Descrizione dell'esercizio:
Riscrivi la parte del brano sulle orazioni contro Catilina che comincia con le parole "L'astuto Catilina aveva" e termina con "Cicerone tanto aspirava.", sostituendo "Etruria" con "Campania".

***** Brano fornito

D'altra parte Cicerone è anche fortemente rattristato, in quanto non ha potuto abbattere, definitivamente, il suo temuto avversario, e pertanto, esprime tutta la sua preoccupazione:

«(...) E se il mio consolato riuscirà, visto che è impossibile farli rinsavire, a eliminarli, prolungherà la vita del nostro stato non già per un breve e imprecisabile periodo di tempo, ma per molti secoli ancora. (...) Per terra e per mare tutti i nemici esterni sono stati, grazie al valore di un solo nostro concittadino, vinti e costretti alla pace; è una guerra
all'interno del nostro paese quella che resta , all'interno si tramano insidie, all'interno è racchiuso il pericolo, all'interno è il nemico dello stato!»[29]

Così, dopo aver informato tutti i cittadini romani della congiura ordita contro la res publica, Cicerone manifesta il timore per la presenza a Roma di numerosi seguaci del congiurato, (che divide in sei categorie): “un'accozzaglia di vecchi disperati”, contadini debosciati” e “agricoltori falliti”.

L'orazione intreccia sapientemente "toni patetici e indignati con altri di più sobria riflessione", come nel passo in cui si passano in rassegna questi gruppi di "spossessati" e "diseredati":[30]

«(...) Vi esporrò dunque, romani, quali categorie di persone forniscono a Catilina codeste sue forze; subito dopo a ciascuna di esse offrirò con la mia parola, se mi sarà possibile, il rimedio di un saggio consiglio. (...) La prima categoria è formata da cittadini che, pure ingolfati in grossi debiti, hanno delle proprietà più grosse ancora, ma sono a esse così svisceratamente attaccati, che è per loro impossibile disfarsi insieme di esse e dei debiti. (...) Ad ogni modo, però, costoro non sono, a mio avviso, assolutamente temibili, dato che c'è la possibilità di farli ricredere, oppure, se persisteranno nel loro atteggiamento, mi danno l'impressione di essere più pronti a imprecare contro lo stato che non a prendere le armi contro di esso».[31]

L'astuto Catilina aveva raggruppato questa cospicua forza militare in Etruria; essa era costituita, principalmente, dalla vecchia aristocrazia e da coloro "che non avevano trovato il giusto assetto con la colonizzazione" durante il governo sillano.[32]

In conclusione, il console si affida agli dei immortali, gli unici in grado di riconoscere la giustizia, l'onore, la temperanza, ovvero “le luminosissime virtù” del popolo romano, contrapposte ai gravi e numerosi vizi di coloro che parteggiano per Catilina, ed espone, poi, la volontà di annientarli definitivamente, in una guerra interna.

Occorre, perciò, ripristinare al più presto quel clima di pax e concordia ordinum a cui Cicerone tanto aspirava.

«(...) E in tutta questa faccenda ci si comporterà in modo che a fatti gravissimi si porrà rimedio provocando il minimo scompiglio, a pericoli gravissimi non proclamando affatto lo stato di emergenza, a una guerra civile e interna, la più crudele e grave che mai si sia avuta a memoria d'uomo, facendo esclusivamente ricorso alla mia opera di comandante supremo in abito civile. Una guerra che sarà in modo tale condotta da me, romani, che, sol che mi sarà dato il modo di farlo, non uno che sia colpevole subirà qui a Roma il castigo che la sua scelleratezza merita».[33]

La terza orazione fu pronunciata nel pomeriggio del 3 dicembre dinanzi al popolo per metterlo al corrente di quanto accaduto durante la seduta senatoria tenutasi lo stesso giorno. In questa orazione Cicerone svela la "trama criminosa"[34] e descrive il modo in cui furono catturati i catilinari.

**********
***** Dati mostrati

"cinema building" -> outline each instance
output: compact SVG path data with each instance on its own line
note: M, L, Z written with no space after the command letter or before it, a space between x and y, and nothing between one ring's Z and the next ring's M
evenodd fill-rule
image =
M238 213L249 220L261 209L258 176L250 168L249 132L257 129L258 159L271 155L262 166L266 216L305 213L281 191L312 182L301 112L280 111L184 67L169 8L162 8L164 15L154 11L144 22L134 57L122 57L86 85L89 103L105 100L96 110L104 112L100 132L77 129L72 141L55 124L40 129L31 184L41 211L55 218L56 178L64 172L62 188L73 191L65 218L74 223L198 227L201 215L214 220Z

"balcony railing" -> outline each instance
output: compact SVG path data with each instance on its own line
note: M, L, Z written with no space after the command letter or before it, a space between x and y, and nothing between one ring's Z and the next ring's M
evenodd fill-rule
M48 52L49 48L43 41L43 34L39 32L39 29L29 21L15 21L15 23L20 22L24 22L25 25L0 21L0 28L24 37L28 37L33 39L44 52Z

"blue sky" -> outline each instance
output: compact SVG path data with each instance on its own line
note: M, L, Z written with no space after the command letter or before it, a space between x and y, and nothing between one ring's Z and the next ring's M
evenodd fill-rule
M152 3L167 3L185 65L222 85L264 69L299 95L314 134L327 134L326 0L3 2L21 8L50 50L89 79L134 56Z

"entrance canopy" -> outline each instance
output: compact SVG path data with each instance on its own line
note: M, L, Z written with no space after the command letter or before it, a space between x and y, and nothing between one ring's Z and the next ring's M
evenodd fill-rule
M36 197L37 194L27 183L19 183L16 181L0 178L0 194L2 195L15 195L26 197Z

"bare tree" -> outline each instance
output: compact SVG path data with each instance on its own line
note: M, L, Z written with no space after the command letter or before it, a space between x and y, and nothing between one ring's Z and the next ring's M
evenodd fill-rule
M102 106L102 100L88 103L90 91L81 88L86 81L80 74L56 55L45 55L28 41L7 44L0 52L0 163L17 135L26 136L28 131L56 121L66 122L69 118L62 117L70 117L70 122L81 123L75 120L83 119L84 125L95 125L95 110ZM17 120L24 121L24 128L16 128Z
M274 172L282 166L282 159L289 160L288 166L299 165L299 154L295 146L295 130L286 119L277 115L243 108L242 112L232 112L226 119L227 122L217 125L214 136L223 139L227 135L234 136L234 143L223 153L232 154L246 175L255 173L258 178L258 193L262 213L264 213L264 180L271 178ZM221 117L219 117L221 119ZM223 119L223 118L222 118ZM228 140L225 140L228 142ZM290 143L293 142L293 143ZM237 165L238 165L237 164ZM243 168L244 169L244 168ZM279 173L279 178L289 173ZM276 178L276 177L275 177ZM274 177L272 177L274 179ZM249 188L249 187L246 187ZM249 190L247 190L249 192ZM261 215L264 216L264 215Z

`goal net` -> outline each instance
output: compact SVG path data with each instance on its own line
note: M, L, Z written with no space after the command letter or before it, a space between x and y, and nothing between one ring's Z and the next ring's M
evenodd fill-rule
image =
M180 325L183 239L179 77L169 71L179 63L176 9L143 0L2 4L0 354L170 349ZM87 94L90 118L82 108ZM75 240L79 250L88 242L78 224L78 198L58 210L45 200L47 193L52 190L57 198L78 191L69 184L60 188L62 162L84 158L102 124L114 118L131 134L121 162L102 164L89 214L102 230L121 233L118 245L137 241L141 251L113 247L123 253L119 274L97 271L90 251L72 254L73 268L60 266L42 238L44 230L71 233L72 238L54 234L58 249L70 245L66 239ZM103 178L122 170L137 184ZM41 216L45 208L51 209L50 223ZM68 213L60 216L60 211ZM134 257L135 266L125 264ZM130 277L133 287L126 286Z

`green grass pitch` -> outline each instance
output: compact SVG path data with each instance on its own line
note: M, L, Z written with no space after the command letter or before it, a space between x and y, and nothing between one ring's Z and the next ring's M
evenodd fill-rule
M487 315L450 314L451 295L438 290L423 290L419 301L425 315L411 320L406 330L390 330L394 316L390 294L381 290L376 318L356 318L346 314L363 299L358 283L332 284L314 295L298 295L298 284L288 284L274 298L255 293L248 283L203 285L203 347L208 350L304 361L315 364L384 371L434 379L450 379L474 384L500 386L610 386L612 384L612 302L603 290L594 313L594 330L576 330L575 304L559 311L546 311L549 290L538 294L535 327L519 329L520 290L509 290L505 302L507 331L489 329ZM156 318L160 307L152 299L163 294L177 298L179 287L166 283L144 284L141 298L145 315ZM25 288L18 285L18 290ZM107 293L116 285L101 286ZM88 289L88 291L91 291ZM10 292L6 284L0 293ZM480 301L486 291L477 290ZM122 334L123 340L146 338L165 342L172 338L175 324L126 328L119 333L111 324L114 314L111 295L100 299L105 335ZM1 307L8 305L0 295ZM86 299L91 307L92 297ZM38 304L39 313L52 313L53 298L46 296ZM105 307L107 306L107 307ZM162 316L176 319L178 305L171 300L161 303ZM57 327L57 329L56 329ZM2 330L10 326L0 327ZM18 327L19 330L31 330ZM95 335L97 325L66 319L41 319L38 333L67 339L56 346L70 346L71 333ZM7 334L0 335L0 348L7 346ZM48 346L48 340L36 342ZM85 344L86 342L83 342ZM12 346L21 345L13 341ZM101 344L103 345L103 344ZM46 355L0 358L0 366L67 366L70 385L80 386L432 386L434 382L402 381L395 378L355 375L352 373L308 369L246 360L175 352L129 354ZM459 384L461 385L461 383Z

**********

Risultato:
L'astuto Catilina aveva raggruppato questa cospicua forza militare in Campania; essa era costituita, principalmente, dalla vecchia aristocrazia e da coloro "che non avevano trovato il giusto assetto con la colonizzazione" durante il governo sillano.[32]

In conclusione, il console si affida agli dei immortali, gli unici in grado di riconoscere la giustizia, l'onore, la temperanza, ovvero “le luminosissime virtù” del popolo romano, contrapposte ai gravi e numerosi vizi di coloro che parteggiano per Catilina, ed espone, poi, la volontà di annientarli definitivamente, in una guerra interna.

Occorre, perciò, ripristinare al più presto quel clima di pax e concordia ordinum a cui Cicerone tanto aspirava.